**EXERCISE INSTRUCTIONS:** Locate the line with "dark background and record the pixel coordinates." in the material. Copy that line and each one after it, through the last, exactly and with nothing else.
Content starts
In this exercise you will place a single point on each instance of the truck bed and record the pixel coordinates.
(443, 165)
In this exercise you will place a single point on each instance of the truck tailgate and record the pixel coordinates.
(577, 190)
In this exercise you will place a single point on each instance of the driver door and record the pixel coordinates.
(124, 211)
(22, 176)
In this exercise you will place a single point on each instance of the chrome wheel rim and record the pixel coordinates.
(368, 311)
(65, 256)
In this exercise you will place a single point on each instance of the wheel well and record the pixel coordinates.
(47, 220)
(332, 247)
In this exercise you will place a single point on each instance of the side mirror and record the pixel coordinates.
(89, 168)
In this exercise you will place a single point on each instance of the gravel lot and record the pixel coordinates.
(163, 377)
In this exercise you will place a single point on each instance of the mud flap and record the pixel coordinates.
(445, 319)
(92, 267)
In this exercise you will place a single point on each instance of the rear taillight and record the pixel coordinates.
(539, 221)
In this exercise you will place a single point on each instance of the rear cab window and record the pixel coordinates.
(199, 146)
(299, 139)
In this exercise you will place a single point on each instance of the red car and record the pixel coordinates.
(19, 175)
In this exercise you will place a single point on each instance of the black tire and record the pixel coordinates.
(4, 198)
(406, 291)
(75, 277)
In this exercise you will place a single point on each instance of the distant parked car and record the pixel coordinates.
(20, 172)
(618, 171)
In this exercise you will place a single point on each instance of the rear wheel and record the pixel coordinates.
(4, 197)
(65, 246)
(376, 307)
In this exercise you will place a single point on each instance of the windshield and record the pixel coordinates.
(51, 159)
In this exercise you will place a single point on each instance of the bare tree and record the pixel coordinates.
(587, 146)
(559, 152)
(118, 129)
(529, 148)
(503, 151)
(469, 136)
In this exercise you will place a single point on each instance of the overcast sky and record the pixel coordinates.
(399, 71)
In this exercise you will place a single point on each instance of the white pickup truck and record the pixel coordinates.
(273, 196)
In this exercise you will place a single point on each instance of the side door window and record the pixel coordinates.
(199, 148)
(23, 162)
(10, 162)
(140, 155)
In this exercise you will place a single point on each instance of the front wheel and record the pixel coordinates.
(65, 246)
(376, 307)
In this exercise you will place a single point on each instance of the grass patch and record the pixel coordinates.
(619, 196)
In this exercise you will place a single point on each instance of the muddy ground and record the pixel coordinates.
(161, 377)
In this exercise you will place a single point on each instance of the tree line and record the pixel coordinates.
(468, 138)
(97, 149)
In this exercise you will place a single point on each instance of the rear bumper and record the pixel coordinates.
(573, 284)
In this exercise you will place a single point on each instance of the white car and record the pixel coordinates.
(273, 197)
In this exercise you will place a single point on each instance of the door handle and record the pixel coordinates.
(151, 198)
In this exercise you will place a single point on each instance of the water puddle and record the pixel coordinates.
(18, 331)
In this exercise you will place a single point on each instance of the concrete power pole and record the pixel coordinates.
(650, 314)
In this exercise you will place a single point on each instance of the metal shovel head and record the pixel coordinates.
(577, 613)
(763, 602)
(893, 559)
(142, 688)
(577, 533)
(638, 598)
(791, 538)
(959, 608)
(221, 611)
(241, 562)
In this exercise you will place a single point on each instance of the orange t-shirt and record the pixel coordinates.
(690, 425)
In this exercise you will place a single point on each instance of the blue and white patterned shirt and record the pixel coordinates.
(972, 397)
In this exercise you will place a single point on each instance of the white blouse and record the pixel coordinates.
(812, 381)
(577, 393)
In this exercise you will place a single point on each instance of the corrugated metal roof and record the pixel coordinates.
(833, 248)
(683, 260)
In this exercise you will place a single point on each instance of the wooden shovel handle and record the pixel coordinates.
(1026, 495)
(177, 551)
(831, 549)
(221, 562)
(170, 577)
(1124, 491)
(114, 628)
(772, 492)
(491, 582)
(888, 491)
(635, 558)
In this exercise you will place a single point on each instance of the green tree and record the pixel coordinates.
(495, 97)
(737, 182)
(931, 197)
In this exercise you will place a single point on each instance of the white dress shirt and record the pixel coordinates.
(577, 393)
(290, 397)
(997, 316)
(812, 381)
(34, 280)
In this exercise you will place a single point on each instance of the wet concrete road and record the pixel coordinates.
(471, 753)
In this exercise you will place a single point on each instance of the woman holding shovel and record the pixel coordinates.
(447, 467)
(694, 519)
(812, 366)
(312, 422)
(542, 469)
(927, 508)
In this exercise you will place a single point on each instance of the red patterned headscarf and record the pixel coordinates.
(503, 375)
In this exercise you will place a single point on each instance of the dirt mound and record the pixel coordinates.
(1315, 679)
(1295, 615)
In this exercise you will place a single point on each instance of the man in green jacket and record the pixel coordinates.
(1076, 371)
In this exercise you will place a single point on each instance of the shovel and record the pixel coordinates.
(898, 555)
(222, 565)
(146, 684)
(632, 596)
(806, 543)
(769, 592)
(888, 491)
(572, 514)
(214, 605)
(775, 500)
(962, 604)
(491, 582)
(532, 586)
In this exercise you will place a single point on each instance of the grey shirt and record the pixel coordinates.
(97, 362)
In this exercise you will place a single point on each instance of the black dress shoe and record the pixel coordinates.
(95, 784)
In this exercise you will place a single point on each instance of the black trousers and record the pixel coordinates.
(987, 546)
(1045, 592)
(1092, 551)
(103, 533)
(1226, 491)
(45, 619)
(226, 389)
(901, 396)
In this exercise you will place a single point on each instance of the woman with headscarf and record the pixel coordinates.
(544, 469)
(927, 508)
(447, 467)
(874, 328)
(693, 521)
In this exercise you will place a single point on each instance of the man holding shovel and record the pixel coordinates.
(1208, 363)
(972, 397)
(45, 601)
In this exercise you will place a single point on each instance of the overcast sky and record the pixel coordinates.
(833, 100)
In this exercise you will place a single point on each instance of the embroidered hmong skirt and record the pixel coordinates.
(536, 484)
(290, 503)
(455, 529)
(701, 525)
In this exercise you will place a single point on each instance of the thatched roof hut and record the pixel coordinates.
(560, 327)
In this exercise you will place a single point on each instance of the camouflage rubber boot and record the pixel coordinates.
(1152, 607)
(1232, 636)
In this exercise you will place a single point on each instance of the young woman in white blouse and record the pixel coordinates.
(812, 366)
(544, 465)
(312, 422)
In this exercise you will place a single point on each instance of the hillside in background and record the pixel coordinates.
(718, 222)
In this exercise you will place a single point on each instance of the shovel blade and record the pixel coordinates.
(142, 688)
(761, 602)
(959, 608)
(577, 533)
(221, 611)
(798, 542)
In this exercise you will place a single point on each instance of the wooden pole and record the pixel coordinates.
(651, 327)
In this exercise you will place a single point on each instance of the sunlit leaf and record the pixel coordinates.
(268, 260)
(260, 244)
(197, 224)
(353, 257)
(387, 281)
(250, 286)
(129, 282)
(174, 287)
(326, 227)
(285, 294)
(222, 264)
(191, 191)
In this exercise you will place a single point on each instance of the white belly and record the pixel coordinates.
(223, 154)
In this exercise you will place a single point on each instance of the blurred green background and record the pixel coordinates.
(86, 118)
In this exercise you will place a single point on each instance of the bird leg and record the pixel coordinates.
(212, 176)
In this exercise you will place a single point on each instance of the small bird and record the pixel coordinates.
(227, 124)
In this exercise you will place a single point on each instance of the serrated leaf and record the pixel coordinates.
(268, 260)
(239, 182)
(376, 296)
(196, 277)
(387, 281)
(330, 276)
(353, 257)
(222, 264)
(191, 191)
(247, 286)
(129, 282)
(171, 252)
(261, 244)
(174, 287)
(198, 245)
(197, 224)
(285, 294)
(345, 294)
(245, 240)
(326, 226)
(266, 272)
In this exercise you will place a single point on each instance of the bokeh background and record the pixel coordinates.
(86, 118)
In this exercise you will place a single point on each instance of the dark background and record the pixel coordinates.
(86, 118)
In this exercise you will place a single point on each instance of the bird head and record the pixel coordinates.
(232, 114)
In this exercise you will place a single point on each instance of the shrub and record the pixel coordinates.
Content ends
**EXERCISE RESPONSE:**
In this exercise you will place a single point on each instance of the dark background and record the pixel coordinates.
(86, 118)
In this exercise you will place a single point on each instance of the bird head and record the pixel coordinates.
(232, 114)
In this exercise you will place a single point on each instance of the shrub and record the pixel coordinates.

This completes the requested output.